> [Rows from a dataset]
Begin

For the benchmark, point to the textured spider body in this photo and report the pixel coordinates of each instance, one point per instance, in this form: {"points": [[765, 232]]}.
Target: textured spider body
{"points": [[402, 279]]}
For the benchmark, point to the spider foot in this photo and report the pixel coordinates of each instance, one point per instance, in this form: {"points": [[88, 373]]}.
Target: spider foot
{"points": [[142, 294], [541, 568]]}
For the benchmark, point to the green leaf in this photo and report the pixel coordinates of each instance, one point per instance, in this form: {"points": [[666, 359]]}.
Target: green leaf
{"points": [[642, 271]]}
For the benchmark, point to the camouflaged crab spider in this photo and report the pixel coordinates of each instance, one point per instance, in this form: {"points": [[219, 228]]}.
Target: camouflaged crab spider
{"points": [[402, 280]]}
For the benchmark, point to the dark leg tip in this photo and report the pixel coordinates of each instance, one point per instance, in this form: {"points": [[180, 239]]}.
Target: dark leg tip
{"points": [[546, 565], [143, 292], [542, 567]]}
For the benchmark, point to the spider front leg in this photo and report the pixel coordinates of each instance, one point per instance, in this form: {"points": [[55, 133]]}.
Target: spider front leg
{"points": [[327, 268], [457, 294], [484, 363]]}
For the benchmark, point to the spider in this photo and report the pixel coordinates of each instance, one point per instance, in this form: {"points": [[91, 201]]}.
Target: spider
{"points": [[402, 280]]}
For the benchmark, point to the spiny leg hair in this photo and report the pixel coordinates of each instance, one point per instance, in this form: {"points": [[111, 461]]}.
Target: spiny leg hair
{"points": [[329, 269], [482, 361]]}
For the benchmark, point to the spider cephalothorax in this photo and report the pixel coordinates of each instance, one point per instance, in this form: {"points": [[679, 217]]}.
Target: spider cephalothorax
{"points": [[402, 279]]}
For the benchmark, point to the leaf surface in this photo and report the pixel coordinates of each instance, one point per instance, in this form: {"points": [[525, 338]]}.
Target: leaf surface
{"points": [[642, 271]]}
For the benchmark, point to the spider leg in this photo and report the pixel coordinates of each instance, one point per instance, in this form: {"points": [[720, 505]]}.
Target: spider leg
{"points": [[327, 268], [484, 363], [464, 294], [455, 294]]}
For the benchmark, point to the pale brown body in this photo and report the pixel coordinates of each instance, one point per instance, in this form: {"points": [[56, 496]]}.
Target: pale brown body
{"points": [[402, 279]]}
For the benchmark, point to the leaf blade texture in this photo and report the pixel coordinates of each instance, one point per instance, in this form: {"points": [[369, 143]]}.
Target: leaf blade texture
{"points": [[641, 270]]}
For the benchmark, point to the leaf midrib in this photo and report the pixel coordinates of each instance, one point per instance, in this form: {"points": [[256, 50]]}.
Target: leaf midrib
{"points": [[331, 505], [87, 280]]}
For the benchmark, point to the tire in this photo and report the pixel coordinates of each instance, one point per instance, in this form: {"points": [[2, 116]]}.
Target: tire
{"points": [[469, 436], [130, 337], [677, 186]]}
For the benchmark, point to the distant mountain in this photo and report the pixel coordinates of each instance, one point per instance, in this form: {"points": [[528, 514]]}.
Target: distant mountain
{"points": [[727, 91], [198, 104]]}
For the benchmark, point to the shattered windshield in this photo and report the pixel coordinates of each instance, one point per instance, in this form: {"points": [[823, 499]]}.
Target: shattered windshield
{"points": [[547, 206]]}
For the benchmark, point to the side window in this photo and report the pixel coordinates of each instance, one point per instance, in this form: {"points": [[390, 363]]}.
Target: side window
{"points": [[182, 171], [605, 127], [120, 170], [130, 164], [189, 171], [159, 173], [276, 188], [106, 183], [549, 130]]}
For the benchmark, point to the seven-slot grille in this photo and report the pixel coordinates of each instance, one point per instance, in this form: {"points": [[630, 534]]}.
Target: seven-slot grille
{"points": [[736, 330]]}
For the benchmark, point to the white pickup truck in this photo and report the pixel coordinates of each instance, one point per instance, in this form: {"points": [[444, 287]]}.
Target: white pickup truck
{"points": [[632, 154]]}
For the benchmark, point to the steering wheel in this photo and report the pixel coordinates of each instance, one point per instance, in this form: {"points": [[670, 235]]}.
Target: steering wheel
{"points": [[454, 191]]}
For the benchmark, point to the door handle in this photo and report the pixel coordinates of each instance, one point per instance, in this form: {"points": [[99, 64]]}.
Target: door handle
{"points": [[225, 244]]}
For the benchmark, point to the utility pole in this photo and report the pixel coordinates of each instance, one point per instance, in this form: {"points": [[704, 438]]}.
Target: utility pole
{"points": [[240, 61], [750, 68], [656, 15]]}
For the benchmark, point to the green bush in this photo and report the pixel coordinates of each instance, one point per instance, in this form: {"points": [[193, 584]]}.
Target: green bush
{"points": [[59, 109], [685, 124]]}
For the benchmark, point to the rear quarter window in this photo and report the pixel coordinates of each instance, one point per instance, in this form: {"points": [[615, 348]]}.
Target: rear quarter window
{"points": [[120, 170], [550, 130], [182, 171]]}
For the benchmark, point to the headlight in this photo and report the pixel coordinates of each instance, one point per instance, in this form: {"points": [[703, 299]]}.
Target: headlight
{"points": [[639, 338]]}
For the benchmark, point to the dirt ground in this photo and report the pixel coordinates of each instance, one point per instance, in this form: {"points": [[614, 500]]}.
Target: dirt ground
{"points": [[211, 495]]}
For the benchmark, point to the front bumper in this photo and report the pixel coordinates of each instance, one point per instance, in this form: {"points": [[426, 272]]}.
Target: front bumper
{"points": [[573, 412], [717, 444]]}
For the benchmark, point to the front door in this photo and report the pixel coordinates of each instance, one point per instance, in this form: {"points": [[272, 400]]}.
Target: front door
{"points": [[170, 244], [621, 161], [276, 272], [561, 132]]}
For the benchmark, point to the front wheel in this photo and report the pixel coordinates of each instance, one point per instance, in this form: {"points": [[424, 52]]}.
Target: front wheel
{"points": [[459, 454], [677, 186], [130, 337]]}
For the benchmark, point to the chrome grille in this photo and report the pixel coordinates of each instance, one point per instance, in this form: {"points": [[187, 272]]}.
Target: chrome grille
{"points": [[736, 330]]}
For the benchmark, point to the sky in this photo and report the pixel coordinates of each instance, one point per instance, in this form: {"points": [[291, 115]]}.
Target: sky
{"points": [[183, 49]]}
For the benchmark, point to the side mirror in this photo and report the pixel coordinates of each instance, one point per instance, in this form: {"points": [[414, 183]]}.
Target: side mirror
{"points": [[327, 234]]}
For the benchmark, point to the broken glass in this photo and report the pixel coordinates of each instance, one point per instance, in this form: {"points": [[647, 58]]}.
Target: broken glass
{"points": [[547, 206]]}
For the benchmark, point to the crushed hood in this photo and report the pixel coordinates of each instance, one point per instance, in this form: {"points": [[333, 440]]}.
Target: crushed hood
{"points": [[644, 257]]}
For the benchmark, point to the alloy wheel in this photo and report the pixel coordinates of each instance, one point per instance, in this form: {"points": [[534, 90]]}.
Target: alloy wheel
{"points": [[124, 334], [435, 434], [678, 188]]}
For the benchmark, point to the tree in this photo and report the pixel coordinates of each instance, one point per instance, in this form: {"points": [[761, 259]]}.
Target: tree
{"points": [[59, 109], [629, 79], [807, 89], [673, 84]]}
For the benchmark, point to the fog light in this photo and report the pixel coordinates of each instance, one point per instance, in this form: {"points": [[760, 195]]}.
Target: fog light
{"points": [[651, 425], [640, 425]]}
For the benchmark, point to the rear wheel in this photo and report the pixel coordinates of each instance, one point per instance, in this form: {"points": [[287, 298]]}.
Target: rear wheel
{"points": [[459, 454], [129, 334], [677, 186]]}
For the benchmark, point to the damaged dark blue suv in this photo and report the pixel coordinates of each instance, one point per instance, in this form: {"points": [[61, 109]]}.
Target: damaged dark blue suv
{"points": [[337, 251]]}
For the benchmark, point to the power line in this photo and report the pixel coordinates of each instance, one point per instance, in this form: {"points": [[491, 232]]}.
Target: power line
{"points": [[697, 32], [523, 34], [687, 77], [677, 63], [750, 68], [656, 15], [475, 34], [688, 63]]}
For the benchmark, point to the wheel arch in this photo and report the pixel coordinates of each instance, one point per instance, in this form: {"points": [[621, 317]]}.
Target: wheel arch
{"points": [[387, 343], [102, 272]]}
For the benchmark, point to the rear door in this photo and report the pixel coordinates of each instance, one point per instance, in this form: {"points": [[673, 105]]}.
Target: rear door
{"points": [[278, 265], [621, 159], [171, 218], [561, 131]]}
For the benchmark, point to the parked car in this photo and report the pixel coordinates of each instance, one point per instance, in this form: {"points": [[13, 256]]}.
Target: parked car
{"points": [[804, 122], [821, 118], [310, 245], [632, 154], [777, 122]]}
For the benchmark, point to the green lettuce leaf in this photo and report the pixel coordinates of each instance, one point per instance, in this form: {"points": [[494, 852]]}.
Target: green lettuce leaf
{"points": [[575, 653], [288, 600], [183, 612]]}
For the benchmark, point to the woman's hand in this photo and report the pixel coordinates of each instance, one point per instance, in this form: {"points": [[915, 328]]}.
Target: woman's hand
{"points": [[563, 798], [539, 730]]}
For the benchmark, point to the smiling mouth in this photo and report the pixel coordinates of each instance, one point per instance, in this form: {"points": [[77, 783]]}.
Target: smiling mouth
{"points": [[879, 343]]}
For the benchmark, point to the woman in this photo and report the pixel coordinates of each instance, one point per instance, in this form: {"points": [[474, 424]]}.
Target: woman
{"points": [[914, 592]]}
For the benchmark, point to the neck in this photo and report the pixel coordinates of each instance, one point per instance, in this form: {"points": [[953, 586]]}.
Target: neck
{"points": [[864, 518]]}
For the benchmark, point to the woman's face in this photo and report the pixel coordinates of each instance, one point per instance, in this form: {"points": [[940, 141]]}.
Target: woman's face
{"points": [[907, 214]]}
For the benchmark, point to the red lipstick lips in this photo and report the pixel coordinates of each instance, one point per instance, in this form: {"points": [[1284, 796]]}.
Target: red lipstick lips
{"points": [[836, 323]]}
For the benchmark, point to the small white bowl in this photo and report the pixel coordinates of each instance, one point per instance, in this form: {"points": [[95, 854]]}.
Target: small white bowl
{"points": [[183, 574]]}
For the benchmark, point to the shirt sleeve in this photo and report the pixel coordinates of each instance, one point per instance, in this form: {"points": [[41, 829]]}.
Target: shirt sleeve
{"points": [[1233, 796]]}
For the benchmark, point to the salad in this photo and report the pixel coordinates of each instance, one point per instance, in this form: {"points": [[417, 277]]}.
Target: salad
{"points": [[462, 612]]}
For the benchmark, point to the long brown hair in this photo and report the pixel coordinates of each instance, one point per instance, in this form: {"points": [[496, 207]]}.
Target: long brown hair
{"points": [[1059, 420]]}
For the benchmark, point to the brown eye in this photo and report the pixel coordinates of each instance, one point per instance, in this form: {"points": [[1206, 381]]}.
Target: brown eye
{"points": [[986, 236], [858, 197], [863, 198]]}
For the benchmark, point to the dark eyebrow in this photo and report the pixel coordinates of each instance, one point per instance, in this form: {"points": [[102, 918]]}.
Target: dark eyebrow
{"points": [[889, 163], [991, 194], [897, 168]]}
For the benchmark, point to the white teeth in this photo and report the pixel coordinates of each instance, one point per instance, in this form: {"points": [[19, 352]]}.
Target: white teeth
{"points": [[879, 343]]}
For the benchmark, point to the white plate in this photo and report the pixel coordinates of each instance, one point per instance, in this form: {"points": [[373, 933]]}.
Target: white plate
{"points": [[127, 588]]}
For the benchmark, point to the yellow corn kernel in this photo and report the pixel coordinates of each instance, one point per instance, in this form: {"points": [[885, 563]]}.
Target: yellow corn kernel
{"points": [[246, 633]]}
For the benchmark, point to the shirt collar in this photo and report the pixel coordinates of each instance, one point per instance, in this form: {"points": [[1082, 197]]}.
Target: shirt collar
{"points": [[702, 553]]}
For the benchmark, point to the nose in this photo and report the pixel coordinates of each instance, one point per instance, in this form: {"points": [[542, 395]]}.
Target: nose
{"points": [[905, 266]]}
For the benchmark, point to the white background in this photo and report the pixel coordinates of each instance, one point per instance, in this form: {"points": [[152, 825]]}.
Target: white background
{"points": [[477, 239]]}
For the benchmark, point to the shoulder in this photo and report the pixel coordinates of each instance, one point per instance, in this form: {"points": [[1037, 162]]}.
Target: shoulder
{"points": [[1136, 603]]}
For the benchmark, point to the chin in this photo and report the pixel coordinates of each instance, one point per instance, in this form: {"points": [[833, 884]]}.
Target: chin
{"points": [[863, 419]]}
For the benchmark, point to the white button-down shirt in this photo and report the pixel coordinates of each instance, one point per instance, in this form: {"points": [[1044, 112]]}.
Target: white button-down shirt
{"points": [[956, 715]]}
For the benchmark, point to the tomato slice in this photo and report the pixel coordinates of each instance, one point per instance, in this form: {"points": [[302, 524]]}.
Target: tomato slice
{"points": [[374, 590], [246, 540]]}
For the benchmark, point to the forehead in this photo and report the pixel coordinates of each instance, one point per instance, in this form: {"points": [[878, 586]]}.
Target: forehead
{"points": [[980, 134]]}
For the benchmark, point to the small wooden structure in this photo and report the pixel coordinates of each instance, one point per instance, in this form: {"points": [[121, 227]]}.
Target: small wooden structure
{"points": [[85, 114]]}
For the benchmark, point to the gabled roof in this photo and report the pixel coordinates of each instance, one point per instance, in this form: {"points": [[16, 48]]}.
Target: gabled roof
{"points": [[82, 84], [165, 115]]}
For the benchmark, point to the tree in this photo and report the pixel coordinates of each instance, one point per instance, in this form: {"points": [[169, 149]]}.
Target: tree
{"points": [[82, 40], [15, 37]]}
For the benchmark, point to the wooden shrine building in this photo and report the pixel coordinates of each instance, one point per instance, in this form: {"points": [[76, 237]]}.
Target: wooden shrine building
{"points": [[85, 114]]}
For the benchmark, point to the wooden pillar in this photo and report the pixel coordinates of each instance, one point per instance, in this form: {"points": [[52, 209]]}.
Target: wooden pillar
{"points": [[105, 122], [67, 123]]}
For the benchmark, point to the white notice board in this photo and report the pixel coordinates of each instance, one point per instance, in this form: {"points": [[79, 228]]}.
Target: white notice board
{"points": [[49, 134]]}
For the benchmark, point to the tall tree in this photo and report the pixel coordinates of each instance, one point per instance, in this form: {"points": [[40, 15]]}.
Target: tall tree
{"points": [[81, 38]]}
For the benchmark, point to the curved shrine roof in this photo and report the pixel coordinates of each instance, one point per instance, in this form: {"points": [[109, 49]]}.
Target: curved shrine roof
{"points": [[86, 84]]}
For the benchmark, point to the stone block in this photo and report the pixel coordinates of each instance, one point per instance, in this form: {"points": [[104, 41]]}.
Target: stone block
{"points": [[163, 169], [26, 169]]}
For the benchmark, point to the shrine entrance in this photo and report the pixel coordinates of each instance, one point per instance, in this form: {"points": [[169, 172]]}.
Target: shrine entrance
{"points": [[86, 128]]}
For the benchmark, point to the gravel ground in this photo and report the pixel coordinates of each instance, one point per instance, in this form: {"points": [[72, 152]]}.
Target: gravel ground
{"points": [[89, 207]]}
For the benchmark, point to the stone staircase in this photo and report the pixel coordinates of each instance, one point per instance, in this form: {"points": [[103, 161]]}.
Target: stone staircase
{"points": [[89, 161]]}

End

> [Problem description]
Write out only what runs from the line holding "For the benchmark, point to the wooden pillar" through the last line of the records, exactly as shown.

> [Reply to the exercise]
For the benchmark, point to the wooden pillar in this photo and report the pixel coordinates of each instance, one point per instance, in this form: {"points": [[52, 209]]}.
Target: wooden pillar
{"points": [[105, 122], [67, 123]]}
For the benchmark, point to the white notice board in this photo and report the pixel coordinates of each instance, one point per instance, in this form: {"points": [[79, 228]]}.
Target: white notice board
{"points": [[49, 134]]}
For the benchmark, point to the tall tree in this photo and report the pixel coordinates of each instance, one point per instance, in this form: {"points": [[40, 15]]}.
Target: tall tree
{"points": [[81, 38]]}
For the benchmark, point to the curved shrine roof in this photo and report the pixel coordinates of each instance, one point per instance, in this form: {"points": [[109, 49]]}.
Target: curved shrine roof
{"points": [[86, 84]]}
For the benchmark, point to the stone block in this photo and report the pixel coordinates of each instance, one point per instance, in this form: {"points": [[104, 41]]}.
Target: stone block
{"points": [[163, 169], [26, 169]]}
For the benchmark, point to the shrine entrance in this photo and report the pixel coordinates of each instance, one point per instance, in this form: {"points": [[169, 172]]}.
Target: shrine entrance
{"points": [[86, 128]]}
For the benchmark, point to the gravel ground in this photo and report the pixel coordinates of each instance, one point per instance, in this form: {"points": [[72, 152]]}.
Target: gravel ground
{"points": [[89, 207]]}
For the benchmark, point to the stone staircase in this photo and report the pixel coordinates of each instance, one point per instance, in this form: {"points": [[103, 161]]}.
Target: stone staircase
{"points": [[89, 161]]}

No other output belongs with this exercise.